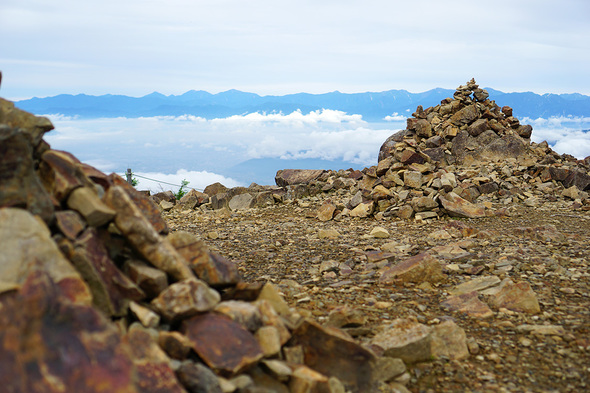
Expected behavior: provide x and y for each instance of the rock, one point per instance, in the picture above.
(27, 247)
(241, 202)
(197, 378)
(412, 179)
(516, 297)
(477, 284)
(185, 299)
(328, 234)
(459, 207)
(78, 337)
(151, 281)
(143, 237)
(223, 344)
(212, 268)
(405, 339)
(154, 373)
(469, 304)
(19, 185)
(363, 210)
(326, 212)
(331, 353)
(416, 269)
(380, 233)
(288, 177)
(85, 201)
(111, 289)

● ● ● ●

▶ _任务说明_
把以上全部记录按行整理成一个 JSON 字符串列表，每行对应一个字符串，空行不计入。图片不要放进答案。

▶ _完整回答_
[
  "Expected behavior: provide x and y for each instance of the rock, one point per instance, in the picture above.",
  "(27, 247)",
  "(241, 202)",
  "(197, 378)",
  "(412, 179)",
  "(516, 297)",
  "(477, 284)",
  "(185, 299)",
  "(328, 234)",
  "(459, 207)",
  "(78, 337)",
  "(151, 281)",
  "(143, 237)",
  "(223, 344)",
  "(212, 268)",
  "(405, 339)",
  "(154, 373)",
  "(469, 304)",
  "(19, 185)",
  "(363, 210)",
  "(326, 212)",
  "(331, 353)",
  "(416, 269)",
  "(380, 233)",
  "(288, 177)",
  "(85, 201)",
  "(111, 289)"
]